**Material:**

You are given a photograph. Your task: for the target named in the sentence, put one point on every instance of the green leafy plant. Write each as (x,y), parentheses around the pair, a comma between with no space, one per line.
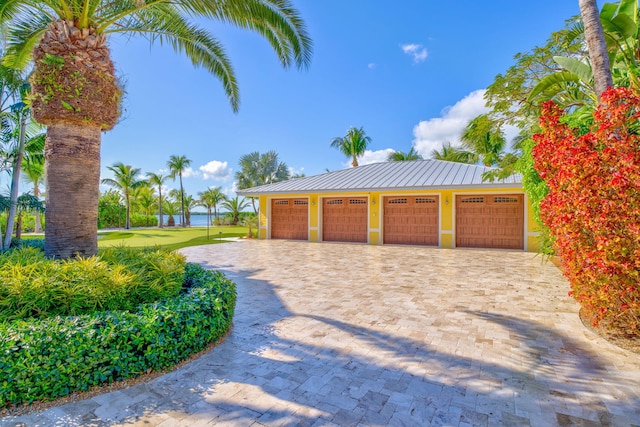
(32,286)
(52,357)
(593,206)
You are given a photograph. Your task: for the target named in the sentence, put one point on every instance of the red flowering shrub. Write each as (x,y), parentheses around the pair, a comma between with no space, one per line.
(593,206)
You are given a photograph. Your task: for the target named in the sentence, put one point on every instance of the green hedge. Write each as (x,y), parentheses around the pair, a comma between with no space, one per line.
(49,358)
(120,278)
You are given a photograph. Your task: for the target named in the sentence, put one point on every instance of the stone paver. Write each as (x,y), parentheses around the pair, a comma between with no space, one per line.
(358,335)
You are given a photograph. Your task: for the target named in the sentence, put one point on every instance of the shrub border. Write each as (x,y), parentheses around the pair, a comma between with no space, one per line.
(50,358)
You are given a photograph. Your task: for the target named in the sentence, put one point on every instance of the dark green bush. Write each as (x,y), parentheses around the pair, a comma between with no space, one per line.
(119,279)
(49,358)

* * *

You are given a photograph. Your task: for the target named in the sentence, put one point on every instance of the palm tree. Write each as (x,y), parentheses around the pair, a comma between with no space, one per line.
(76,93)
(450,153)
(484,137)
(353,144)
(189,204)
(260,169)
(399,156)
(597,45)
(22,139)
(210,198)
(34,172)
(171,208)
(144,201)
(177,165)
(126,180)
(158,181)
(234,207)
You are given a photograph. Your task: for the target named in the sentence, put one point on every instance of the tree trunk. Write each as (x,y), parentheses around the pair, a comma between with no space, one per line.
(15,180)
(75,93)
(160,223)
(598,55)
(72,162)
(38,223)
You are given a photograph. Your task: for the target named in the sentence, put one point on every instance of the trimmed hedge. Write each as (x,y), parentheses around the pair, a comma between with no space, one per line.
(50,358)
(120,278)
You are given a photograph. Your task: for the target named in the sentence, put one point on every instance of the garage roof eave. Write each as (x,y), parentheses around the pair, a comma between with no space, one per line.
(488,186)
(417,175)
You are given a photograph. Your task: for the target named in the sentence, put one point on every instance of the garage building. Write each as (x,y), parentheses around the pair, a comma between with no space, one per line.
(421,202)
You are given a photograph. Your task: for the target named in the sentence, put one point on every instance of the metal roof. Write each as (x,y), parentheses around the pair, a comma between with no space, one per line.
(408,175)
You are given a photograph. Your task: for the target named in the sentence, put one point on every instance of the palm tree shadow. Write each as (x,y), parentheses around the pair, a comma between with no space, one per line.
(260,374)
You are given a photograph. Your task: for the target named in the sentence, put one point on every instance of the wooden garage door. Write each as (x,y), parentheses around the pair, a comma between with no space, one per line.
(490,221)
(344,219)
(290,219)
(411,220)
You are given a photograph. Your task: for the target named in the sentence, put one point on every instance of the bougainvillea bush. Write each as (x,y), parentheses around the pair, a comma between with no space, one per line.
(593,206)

==

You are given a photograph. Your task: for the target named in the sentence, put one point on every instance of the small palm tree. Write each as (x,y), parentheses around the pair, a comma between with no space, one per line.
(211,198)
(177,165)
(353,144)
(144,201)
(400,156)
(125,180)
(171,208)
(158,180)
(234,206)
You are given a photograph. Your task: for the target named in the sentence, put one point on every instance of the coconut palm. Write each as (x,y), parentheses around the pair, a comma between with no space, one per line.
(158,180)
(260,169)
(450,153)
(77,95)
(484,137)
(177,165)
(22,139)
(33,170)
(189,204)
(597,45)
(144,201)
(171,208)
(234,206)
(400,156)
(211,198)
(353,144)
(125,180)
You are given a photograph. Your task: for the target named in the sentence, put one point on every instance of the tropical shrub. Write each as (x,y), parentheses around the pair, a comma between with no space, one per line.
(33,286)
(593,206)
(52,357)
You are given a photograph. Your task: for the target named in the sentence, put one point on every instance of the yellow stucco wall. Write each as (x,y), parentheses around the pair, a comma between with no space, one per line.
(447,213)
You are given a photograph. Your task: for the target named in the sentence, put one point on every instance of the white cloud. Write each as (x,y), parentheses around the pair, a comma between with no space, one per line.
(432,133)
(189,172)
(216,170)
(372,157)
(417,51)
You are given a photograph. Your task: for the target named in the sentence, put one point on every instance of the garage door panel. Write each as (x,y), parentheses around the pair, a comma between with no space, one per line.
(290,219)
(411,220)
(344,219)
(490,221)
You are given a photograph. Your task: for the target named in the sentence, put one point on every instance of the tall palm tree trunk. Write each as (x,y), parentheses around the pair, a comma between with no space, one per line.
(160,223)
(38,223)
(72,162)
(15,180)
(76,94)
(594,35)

**Problem details:** List every line in the listing above that contains the word "trunk", and copy each such line in full.

**Response below:**
You are given a photograph. Your task: for the target named in the sentence, put one point on every instance of the tree trunk. Write each as (x,y), parentheses around the pair, a comma between with no space, one per line.
You are given a photograph. Your task: for the target named in the sentence, put one point on every instance of the tall palm tree trunk. Write each as (x,y), parentheses around the pair, a comma between with no space, one per line.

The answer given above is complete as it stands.